● **GOAL**
Render every line of the material below as a numbered list, leaving out any blank lines.

# # # # # # #

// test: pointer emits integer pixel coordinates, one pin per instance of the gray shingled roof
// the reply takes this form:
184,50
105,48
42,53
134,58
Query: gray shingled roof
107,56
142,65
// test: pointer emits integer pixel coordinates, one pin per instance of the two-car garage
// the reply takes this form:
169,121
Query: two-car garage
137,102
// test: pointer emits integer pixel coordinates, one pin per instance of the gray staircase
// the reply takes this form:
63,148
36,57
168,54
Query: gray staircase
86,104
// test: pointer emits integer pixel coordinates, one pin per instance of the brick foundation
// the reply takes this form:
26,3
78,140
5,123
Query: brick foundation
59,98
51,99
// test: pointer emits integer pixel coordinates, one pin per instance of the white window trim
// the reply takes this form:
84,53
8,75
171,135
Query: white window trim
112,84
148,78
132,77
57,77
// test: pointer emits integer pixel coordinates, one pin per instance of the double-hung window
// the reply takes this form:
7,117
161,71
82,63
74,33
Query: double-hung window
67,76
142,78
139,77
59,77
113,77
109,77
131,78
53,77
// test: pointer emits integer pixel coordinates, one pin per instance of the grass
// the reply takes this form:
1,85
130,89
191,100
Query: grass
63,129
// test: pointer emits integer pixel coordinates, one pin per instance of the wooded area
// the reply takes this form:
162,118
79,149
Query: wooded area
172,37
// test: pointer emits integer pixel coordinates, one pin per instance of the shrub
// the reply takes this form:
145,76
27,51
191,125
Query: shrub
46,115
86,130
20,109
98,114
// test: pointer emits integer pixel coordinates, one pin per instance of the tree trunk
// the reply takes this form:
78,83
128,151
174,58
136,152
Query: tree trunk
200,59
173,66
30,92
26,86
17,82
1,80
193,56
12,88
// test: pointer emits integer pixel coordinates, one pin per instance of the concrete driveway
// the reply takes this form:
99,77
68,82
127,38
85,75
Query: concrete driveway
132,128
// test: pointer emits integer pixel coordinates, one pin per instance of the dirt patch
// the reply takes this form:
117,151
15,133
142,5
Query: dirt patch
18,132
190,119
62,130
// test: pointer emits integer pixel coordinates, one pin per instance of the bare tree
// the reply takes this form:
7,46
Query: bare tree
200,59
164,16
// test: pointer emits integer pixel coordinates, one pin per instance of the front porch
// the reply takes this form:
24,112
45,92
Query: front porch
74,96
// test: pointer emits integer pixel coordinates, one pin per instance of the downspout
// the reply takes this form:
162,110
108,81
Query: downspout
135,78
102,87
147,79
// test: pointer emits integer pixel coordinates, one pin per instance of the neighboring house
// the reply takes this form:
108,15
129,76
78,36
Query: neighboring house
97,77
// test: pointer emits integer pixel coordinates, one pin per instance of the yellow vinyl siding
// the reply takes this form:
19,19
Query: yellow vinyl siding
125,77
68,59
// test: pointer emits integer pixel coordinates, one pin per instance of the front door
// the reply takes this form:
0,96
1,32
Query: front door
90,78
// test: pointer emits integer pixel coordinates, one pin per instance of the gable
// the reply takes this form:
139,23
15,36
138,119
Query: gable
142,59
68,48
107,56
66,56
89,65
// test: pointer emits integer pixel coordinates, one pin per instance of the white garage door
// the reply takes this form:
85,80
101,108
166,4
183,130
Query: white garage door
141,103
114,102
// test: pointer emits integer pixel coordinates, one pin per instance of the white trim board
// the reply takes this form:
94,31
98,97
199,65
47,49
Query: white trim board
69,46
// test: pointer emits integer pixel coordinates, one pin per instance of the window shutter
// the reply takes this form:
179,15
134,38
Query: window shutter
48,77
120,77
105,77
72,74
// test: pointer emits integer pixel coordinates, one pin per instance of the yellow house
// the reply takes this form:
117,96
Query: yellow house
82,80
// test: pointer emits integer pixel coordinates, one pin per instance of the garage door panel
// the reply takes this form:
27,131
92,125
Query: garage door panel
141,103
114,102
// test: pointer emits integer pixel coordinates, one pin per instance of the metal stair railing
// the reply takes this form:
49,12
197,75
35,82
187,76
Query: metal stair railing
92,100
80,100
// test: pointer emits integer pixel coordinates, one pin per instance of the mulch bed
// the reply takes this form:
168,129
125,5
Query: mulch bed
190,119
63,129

# # # # # # #

● **WRITTEN ANSWER**
1. // test: pointer emits integer pixel coordinates, one pin per instance of the gray shingled roof
2. // the reply takes this form:
3. 184,50
4. 105,48
5. 42,53
6. 134,58
7. Query: gray shingled roof
8. 107,56
9. 142,65
10. // test: pointer emits integer pixel coordinates, one pin per instance of the two-car garage
11. // the reply takes this form:
12. 169,121
13. Query: two-car garage
14. 137,102
15. // test: pointer emits integer pixel coordinates, one pin per instance of the gray staircase
16. // the reply takes this form:
17. 63,148
18. 36,57
19. 168,54
20. Query: gray staircase
21. 86,104
22. // test: pointer emits integer pixel coordinates, one pin per instance of the brick foundation
23. // the reply takes this form:
24. 26,3
25. 78,140
26. 5,123
27. Query: brick foundation
28. 59,98
29. 51,99
30. // test: pointer emits integer pixel coordinates, one pin per instance of the white window trim
31. // the reply takes this form:
32. 84,53
33. 8,75
34. 171,135
35. Query: white window trim
36. 112,84
37. 148,78
38. 132,77
39. 57,77
40. // test: pointer emits integer pixel coordinates, one pin per instance of the double-hung window
41. // the reply takes this form:
42. 7,117
43. 161,71
44. 82,63
45. 74,33
46. Query: double-hung window
47. 67,76
48. 142,78
49. 139,77
50. 59,77
51. 113,77
52. 109,77
53. 131,78
54. 53,77
55. // test: pointer emits integer pixel coordinates, one pin per instance of the grass
56. // the reply takes this form:
57. 1,85
58. 130,89
59. 191,100
60. Query: grass
61. 63,129
62. // test: pointer emits integer pixel coordinates, one pin per instance of the wooded area
63. // the reply takes this form:
64. 162,118
65. 79,149
66. Query: wooded area
67. 172,37
68. // test: pointer emits integer pixel coordinates, one pin per instance of the shrub
69. // the reply takes this form:
70. 145,76
71. 27,51
72. 191,125
73. Query: shrub
74. 46,115
75. 86,130
76. 20,109
77. 98,114
78. // test: pointer emits integer pixel coordinates, one pin per instance of the tree trunk
79. // the reply takes this form:
80. 78,83
81. 128,151
82. 174,58
83. 136,152
84. Query: tree trunk
85. 200,59
86. 173,66
87. 30,92
88. 26,86
89. 17,82
90. 1,80
91. 193,56
92. 12,88
93. // test: pointer emits integer pixel coordinates, one pin per instance of the concrete driveway
94. // the reply takes this form:
95. 99,77
96. 68,82
97. 127,38
98. 85,75
99. Query: concrete driveway
100. 132,128
101. // test: pointer emits integer pixel coordinates, one pin per instance of the dirt patch
102. // the reply takes this form:
103. 117,151
104. 15,133
105. 142,5
106. Query: dirt patch
107. 18,132
108. 190,119
109. 62,130
110. // test: pointer emits integer pixel coordinates, one pin per instance of the bare tree
111. // the reply takes this form:
112. 7,46
113. Query: bare tree
114. 200,59
115. 164,16
116. // test: pointer emits integer pixel coordinates, one pin per instance of the front porch
117. // the reply takes this form:
118. 24,112
119. 45,92
120. Query: front porch
121. 74,96
122. // test: pointer emits integer pixel coordinates, one pin per instance of the downspout
123. // the reply takes this form:
124. 162,110
125. 108,81
126. Query: downspout
127. 135,78
128. 102,87
129. 147,79
130. // test: pointer emits integer pixel coordinates, one pin per instance of the neighboring house
131. // the reply takes this form:
132. 108,15
133. 129,76
134. 78,36
135. Query: neighboring house
136. 97,77
137. // test: pointer emits integer pixel coordinates, one pin per instance of the yellow vinyl siding
138. // the reply takes this form:
139. 19,19
140. Query: yellow vinyl siding
141. 125,77
142. 68,59
143. // test: pointer emits integer pixel coordinates, one pin per instance of the front door
144. // the reply takes this form:
145. 0,96
146. 1,32
147. Query: front door
148. 90,78
149. // test: pointer emits integer pixel coordinates, one pin per instance of the gable
150. // the reply takes this form:
151. 139,23
152. 15,36
153. 138,119
154. Query: gable
155. 142,59
156. 68,48
157. 107,56
158. 66,56
159. 89,65
160. // test: pointer emits integer pixel coordinates, one pin per instance of the white garage door
161. // the reply takes this form:
162. 85,80
163. 101,108
164. 166,4
165. 183,130
166. Query: white garage door
167. 141,103
168. 114,102
169. // test: pointer emits integer pixel coordinates, one pin per instance of the white trim board
170. // the reply takes this form:
171. 94,31
172. 98,97
173. 199,65
174. 47,49
175. Query: white trim board
176. 69,46
177. // test: pointer emits integer pixel coordinates, one pin per instance of the window shutter
178. // the reply takes this form:
179. 179,15
180. 134,38
181. Query: window shutter
182. 48,77
183. 120,77
184. 105,77
185. 72,74
186. // test: pointer emits integer pixel coordinates, one pin per instance of the yellow house
187. // the reply takes this form:
188. 117,96
189. Query: yellow house
190. 82,80
191. // test: pointer emits integer pixel coordinates, one pin per instance of the garage door panel
192. // the reply takes this form:
193. 27,131
194. 92,125
195. Query: garage door panel
196. 141,103
197. 114,102
198. // test: pointer emits integer pixel coordinates, one pin per instance of the metal stair railing
199. // the reply takes this form:
200. 49,12
201. 197,75
202. 35,82
203. 187,76
204. Query: metal stair railing
205. 92,100
206. 80,100
207. // test: pointer emits integer pixel coordinates, one pin per instance of the mulch bed
208. // the reply takes this form:
209. 168,129
210. 125,5
211. Query: mulch bed
212. 190,119
213. 63,129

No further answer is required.